> [SET PROBLEM] Convert the entries below into a Markdown table with two columns, Row and Text: number each line in Row and put the line itself in Text, skipping blank lines. Leave the pictures out of the table.

> [RECORDS SHOWN]
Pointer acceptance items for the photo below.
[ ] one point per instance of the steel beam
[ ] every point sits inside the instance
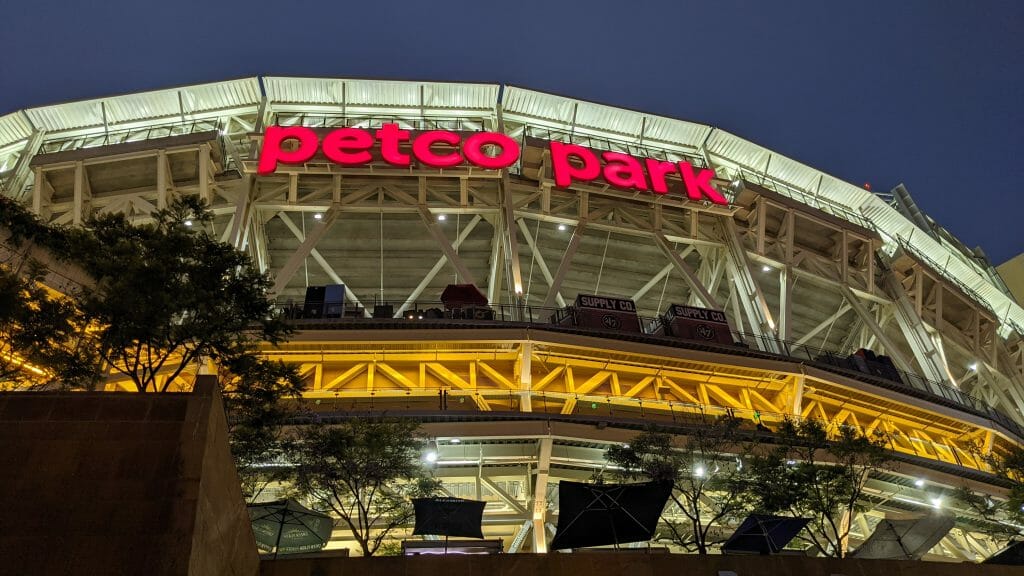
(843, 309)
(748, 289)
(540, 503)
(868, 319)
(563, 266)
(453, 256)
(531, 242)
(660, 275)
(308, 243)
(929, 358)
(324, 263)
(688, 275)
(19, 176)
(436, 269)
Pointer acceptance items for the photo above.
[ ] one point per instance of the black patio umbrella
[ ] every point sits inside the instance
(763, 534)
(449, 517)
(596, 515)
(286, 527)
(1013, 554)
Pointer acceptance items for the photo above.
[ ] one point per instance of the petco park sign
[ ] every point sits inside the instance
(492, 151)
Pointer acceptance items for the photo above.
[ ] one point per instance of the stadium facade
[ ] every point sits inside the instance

> [ANSWER FOR THIS EXERCISE]
| Row | Text |
|---|---|
| 1 | Pointer acceptance items for the photo below. |
| 2 | [ ] one point per instance of the steel beam |
| 3 | [ ] every point sits inside the instance |
| 4 | (843, 309) |
| 5 | (748, 289) |
| 6 | (540, 503) |
| 7 | (868, 319) |
| 8 | (563, 266) |
| 9 | (453, 256) |
| 10 | (531, 242) |
| 11 | (660, 275) |
| 12 | (308, 243) |
| 13 | (929, 358) |
| 14 | (324, 263) |
| 15 | (688, 275) |
| 16 | (19, 176) |
| 17 | (436, 269) |
| 18 | Pointer acceptance items for the photo above. |
| 19 | [ ] one point per instance of the black patio umbrella |
| 20 | [ ] every point sits inside the instance |
| 21 | (763, 534) |
| 22 | (449, 517) |
| 23 | (596, 515) |
| 24 | (286, 527) |
| 25 | (1013, 554) |
| 26 | Pointer acceptance items for the photo above. |
| 27 | [ ] one point per instance of the petco park sign |
| 28 | [ ] every point sits inside the instance |
| 29 | (492, 151) |
| 30 | Pointer acceptance items for the photo above. |
| 31 | [ ] one point per instance of the stadium facade |
| 32 | [ ] every point sits inside the instance |